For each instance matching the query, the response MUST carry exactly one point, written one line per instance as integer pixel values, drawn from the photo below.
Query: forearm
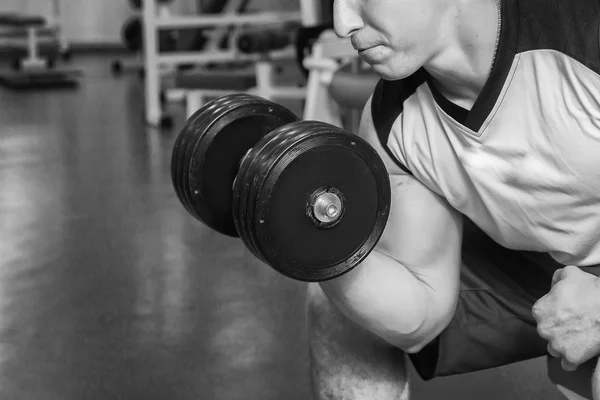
(596, 381)
(387, 299)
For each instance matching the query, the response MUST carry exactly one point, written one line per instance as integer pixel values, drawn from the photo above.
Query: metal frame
(153, 59)
(328, 54)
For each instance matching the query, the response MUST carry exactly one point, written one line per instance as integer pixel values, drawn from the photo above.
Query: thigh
(493, 324)
(348, 362)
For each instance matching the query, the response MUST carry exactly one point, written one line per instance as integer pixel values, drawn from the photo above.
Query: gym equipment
(153, 58)
(304, 42)
(307, 198)
(137, 4)
(34, 72)
(260, 80)
(264, 40)
(337, 81)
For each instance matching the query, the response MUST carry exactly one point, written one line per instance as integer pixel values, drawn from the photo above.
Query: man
(488, 119)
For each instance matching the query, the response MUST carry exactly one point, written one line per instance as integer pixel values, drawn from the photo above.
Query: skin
(453, 40)
(354, 329)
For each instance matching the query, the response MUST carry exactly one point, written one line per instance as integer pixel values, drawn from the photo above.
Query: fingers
(553, 352)
(557, 276)
(567, 366)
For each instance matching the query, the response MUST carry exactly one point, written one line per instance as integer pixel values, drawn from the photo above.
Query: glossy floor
(109, 289)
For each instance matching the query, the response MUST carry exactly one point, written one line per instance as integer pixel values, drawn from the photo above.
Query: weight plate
(256, 178)
(207, 117)
(208, 154)
(324, 162)
(193, 129)
(247, 180)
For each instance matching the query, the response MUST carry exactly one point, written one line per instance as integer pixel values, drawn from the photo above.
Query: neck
(462, 66)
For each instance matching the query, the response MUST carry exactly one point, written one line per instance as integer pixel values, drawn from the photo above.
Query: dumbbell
(307, 198)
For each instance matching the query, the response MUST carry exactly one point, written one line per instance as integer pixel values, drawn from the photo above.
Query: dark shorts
(493, 324)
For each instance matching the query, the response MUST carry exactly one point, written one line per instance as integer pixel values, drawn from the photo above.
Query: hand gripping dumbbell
(307, 198)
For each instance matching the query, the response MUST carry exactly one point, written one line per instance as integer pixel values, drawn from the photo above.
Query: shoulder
(389, 98)
(381, 112)
(567, 27)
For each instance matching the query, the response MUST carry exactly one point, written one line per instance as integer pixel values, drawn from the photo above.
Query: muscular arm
(406, 290)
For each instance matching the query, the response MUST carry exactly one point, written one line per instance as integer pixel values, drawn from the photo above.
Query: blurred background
(109, 289)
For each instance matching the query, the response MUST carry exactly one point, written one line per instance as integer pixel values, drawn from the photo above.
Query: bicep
(423, 233)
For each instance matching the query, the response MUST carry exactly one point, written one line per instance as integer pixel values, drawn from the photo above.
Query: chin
(393, 71)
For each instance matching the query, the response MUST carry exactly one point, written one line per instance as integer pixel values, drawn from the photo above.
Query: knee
(323, 316)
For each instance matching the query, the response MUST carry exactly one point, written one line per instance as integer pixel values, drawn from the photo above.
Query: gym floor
(109, 289)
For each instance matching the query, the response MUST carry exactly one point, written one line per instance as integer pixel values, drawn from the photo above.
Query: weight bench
(258, 80)
(33, 72)
(575, 385)
(336, 82)
(32, 24)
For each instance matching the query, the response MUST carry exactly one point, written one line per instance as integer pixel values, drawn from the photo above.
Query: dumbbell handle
(325, 207)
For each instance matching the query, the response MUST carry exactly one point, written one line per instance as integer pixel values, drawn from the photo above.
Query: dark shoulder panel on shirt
(388, 103)
(570, 27)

- - - -

_EXERCISE AIM_
Send back the data above word for word, with the pictures left out.

_SOLUTION TO THIS TASK_
For each instance matching the query, the response MUST carry exactly one point, written one line per instance as integer pixel values, drawn from the photo below.
Query: forearm
(596, 381)
(387, 299)
For each instance matching the query, the response MUST carry exactly one point, written one line per instance as integer pixel values, drawn from the photo above.
Query: metal frame
(153, 59)
(328, 54)
For each instance matching the query, the response MUST carry exactly one point, written one line per instance as integer pixel values, drawn from the photo above.
Query: thigh
(493, 324)
(348, 362)
For each instance matching the query, the response MUST carry exactly one point, written one line per instance as integer pixel values, drawn from the photo above.
Query: gym equipment
(153, 58)
(304, 42)
(307, 198)
(137, 4)
(34, 72)
(260, 80)
(264, 40)
(337, 81)
For each instance matching the query, the response MUST carry exactly one point, written one line per instance as integer pixel values, drawn from the photo above.
Query: man
(488, 119)
For each instance matching the query, the response MUST carry exactly one point, written one line per instance as integer pixel values, drawn from the photo above.
Query: skin
(453, 40)
(354, 329)
For each instance matching the query, the response MUST carry exactly one point, written one line per instance as integer pixel values, drawn from the photo above.
Query: fingers
(553, 352)
(557, 276)
(567, 366)
For each instance matching the query, the response MUST carry exactly one point, written one line per instance as integer pixel values, drawn from the photo above.
Query: glossy floor
(109, 289)
For each instance matching the query, the response MUST carry exactly one point, written one line per instance as integer pixel values, drawn from the photo above.
Query: weight plate
(256, 178)
(207, 117)
(208, 154)
(324, 162)
(193, 129)
(247, 180)
For each instance matching the query, the response MUST carry exactly one point, written one line per instance as integer pixel values, drawn from the photo above.
Query: neck
(462, 66)
For each instance matching the query, the response MUST carry exactly one point, written one line per instance as integer pixel values, drawn from the photo above.
Query: dumbbell
(307, 198)
For each instance matching the query, the response MUST carry exactly one point, written one line per instance as integer pixel values, drawn from the photo above.
Query: dark shorts
(493, 324)
For each instance matching the query, the response MUST carry exactly one point, written one line per instance as integer pixel values, drawn from the photo above.
Query: hand gripping dumbbell
(307, 198)
For each instance matching the query, the response MUST carry exactly one point, written one line per instance as integer pixel values, drawn from the photo above.
Query: shoulder
(389, 98)
(381, 112)
(567, 27)
For each instance matching the query, the response MUST carry exactly one point, written one line per instance as integer pixel values, drawn from the photo above.
Query: muscular arm
(406, 290)
For each instance matching the query, the response MUST carry exactly one point, written one line per instance as integer pixel values, drawn from the photo above.
Query: blurred background
(109, 289)
For each instance matching the query, the response MUST carry exactly one point, written one line per instance as integer pixel values, drawn from the photo above.
Query: bicep
(423, 233)
For each instance matching the query, the response MUST carry exactly one point, written one line per instance as integer pixel values, drawn from the photo above.
Query: chin
(393, 71)
For each instance matching the query, the response MUST carry exactly one point, written one line per instance as integer pixel values, drawn from the photo above.
Query: knee
(323, 316)
For each instance matching the query, the response MUST carry exactly one point, written one line per instance as integer pixel values, drawn from the photo above.
Query: gym floor
(109, 289)
For each instance matching the query, the response MUST carry exactly one point, written one line per instance as integer pixel values, drawn from the photo above.
Query: weight bench
(258, 80)
(33, 72)
(575, 385)
(336, 82)
(32, 24)
For each instance matching the query, the response MUST carry exactly one point, written one line per instance as integer pixel values, drawn from the photo above.
Query: dumbbell handle
(325, 207)
For each instance matching the query, the response MUST carry exactly one point, written one line per instance as integer pixel values, drawn from the photo above.
Query: dark shoulder panel on shirt
(388, 103)
(570, 27)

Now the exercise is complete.